# [Challenge]
Print out each entry below exactly, please.

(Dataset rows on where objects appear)
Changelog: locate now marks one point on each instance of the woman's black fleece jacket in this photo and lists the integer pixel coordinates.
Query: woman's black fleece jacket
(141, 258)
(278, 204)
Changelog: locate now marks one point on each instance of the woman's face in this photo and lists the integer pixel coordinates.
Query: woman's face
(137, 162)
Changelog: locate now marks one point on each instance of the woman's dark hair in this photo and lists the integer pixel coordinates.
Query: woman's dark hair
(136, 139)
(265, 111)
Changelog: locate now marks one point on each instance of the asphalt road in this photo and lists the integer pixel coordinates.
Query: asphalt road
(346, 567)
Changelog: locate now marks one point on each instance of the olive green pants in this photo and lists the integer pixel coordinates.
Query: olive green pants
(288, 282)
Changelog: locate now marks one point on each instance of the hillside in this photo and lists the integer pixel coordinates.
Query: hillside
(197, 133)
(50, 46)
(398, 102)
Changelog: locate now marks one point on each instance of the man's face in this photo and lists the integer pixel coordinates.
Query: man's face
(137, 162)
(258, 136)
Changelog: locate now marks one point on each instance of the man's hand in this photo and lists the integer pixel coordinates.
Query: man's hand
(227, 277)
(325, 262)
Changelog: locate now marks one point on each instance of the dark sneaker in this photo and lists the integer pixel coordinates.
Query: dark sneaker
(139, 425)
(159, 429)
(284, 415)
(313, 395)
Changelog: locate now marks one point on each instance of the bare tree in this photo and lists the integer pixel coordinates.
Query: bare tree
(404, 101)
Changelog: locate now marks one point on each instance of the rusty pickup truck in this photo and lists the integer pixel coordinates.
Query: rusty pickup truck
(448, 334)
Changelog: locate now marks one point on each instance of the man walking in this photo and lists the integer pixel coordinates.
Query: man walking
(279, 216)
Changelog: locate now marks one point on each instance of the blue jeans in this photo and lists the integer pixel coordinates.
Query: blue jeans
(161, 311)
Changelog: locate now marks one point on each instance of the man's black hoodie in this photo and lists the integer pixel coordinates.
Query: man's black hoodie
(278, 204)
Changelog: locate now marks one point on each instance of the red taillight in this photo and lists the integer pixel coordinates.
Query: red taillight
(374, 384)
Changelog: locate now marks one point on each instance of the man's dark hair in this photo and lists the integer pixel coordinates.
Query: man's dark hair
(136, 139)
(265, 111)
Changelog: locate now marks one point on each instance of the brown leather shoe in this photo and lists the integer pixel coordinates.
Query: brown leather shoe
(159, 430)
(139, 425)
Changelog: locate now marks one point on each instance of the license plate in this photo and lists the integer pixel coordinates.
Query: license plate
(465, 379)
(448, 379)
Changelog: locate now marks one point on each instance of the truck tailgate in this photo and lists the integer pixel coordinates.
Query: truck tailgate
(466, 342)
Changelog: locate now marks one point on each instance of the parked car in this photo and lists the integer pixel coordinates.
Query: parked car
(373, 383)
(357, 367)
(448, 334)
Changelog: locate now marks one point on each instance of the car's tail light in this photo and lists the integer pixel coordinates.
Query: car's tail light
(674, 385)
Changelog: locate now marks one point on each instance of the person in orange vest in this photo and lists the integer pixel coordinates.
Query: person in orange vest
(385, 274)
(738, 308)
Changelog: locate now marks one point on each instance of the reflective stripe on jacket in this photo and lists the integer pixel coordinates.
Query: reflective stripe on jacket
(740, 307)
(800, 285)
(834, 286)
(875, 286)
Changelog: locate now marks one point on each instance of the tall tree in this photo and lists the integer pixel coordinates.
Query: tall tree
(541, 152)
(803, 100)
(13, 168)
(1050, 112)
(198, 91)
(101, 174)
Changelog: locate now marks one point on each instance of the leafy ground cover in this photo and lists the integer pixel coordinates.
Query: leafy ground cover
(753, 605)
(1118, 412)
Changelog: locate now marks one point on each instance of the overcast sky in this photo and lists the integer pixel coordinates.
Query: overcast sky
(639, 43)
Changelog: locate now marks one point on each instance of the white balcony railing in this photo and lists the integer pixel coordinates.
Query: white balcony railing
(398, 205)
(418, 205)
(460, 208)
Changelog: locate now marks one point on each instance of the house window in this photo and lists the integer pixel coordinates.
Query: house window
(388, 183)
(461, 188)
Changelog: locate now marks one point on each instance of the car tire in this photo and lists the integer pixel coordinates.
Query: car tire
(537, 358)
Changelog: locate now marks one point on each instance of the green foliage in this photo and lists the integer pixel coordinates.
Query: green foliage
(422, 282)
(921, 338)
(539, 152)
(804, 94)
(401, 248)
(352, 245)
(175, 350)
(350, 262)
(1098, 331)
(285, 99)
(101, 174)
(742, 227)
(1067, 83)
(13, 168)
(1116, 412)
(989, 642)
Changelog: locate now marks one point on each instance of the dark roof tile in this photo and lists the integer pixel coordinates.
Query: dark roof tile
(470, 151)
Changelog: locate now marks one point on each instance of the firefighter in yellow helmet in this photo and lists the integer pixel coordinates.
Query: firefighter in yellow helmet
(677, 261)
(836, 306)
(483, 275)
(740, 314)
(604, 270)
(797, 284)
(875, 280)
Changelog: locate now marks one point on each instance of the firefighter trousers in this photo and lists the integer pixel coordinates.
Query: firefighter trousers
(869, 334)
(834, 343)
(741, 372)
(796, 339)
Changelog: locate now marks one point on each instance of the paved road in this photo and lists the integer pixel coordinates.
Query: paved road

# [Complete answer]
Changelog: locate now marks one point on each instance of the woman's black fleece jacket in this photo and lists the integer pixel coordinates.
Query: woman's black fleece jacket
(141, 258)
(278, 204)
Changelog: locate now marks one point on each instance of the woman's face in this photo and lists the integer pixel coordinates.
Query: woman's face
(137, 162)
Changelog: locate now marks one point on each instance of the woman's dark hair in this photo and lists the integer pixel coordinates.
Query: woman's dark hair
(136, 139)
(265, 111)
Changelog: locate now marks one point on each instance of the asphalt road in this photo and lists the integer pixel coordinates.
Query: asphalt road
(346, 567)
Changelog: locate now marks one point on each instance of the olive green pants in this photo and lists the integer pixel coordinates.
Query: olive green pants
(288, 282)
Changelog: locate now marks one point on each instance of the hillside in this photo and lists the integer pixel coordinates.
Query: hillside
(197, 133)
(50, 46)
(398, 102)
Changelog: locate now marks one point on each instance of the man's face in this photo and lists the integer pixel coordinates.
Query: man's face
(137, 162)
(258, 136)
Changelog: locate now marks one point on each instance of the man's hand in this photo and lists the integer pixel coordinates.
Query: man's hand
(227, 277)
(325, 262)
Changelog: locate now marks one point on each instance of the dark sneaker in this photo and lists the integer pixel coordinates.
Query: dark sneaker
(139, 425)
(159, 429)
(284, 415)
(313, 395)
Changelog: locate now marks one point on each instance of the bare tree in this photo and lists the integer pixel coordinates.
Query: bare tree
(404, 101)
Changelog: locate now marks one point on each instance of the rusty pickup truck in this photo and lists the integer pixel coordinates.
Query: rusty pickup truck
(448, 334)
Changelog: locate now marks one point on each instance of the man walking in this photo and lists the integer pixel coordinates.
Query: man walking
(279, 216)
Changelog: locate now marks one point on each instance of the blue jeans in this photo and lists the integer pixel coordinates.
Query: blue jeans
(161, 311)
Changelog: locate now marks one point on each instance of the man's black hoodie in this photo and lists the integer pixel coordinates.
Query: man's black hoodie
(278, 204)
Changelog: locate now marks one point on each instance of the red taillight in this photo and lists the integer pixel coordinates.
Query: red taillight
(374, 384)
Changelog: locate now marks one point on each instance of the man's dark hair in this photo and lists the integer pixel coordinates.
Query: man's dark hair
(136, 139)
(265, 111)
Changelog: locate now marks one point on each instance of the brown leather shoe in this photo and lists the integer pixel coordinates.
Query: brown leather shoe
(159, 430)
(139, 425)
Changelog: locate now marks one point on each instance of the license plate in this photo and lists the integer pixel coordinates.
Query: license plate
(465, 379)
(448, 379)
Changelog: locate now marks one point on each instance of the truck tailgate in this photo and lists the integer pixel coordinates.
Query: truck tailgate
(466, 342)
Changelog: locate now marks one point on each instance of the parked car in this photo and lists the integer pixel coordinates.
Query: parked car
(373, 383)
(357, 367)
(448, 334)
Changelog: locate now marks one point on each instance of the car's tail light in this photo and lists the integer pixel coordinates.
Query: car's tail light
(674, 385)
Changelog: locate now marks one point on each instance of the person in orange vest in this photo and lists the integer pixel coordinates.
Query: person in orange vest
(385, 274)
(738, 308)
Changelog: locate now marks one point on each instance of the reflective stripe on jacket in this photo and lists the integer pixel coordinates.
Query: reflective stripe on jacket
(740, 307)
(800, 285)
(834, 286)
(875, 286)
Changelog: locate now marks one point on each instance of the tall tree in this photo and lists the integer pixel coordinates.
Query: tall tree
(541, 152)
(803, 100)
(13, 168)
(1050, 112)
(198, 91)
(101, 174)
Changelog: locate now marks one point on each instance of the leafy ground cover in this photo and lists the integer pixel coordinates.
Query: leafy ground cover
(753, 605)
(1118, 412)
Changelog: locate now marks one point on each instance of the overcast sky in this photo and lists the integer pixel coordinates.
Query: overcast sky
(639, 43)
Changelog: locate now marks one point on each instance of the white balcony railing in this photo and lists the integer pixel coordinates.
Query: white balcony railing
(398, 205)
(418, 205)
(460, 208)
Changelog: locate now marks one point on each instance of the house window in this photo and lists the integer pixel coordinates.
Query: house window
(388, 183)
(461, 188)
Changelog: locate now marks one point on each instance of the car tire in this photo and lists the integer pixel coordinates.
Query: car tire
(537, 358)
Changelog: locate now marks one point on each instance of the green foliage in this photo and lists the integer pixel coordinates.
Query: green foliage
(422, 282)
(921, 338)
(539, 152)
(804, 94)
(401, 248)
(352, 245)
(175, 350)
(350, 262)
(1098, 331)
(285, 99)
(101, 174)
(742, 227)
(1067, 83)
(13, 168)
(1116, 412)
(989, 642)
Changelog: locate now marks one point on each instance of the dark roof tile in this photo and lists the integer pixel coordinates.
Query: dark roof tile
(470, 151)
Changelog: locate now marks one point on each instance of the firefighter in yellow helmet in this photo and lists the integer pixel coordinates.
Query: firefighter in yellow helmet
(677, 261)
(836, 306)
(483, 275)
(740, 314)
(604, 270)
(797, 284)
(875, 280)
Changelog: locate now marks one point on each instance of the firefighter trousers in this photo and lists the integer pixel coordinates.
Query: firefighter trousers
(869, 334)
(834, 343)
(741, 372)
(796, 339)
Changelog: locate now marks one point on each instance of the paved road in this photo and lists the integer pixel coordinates.
Query: paved road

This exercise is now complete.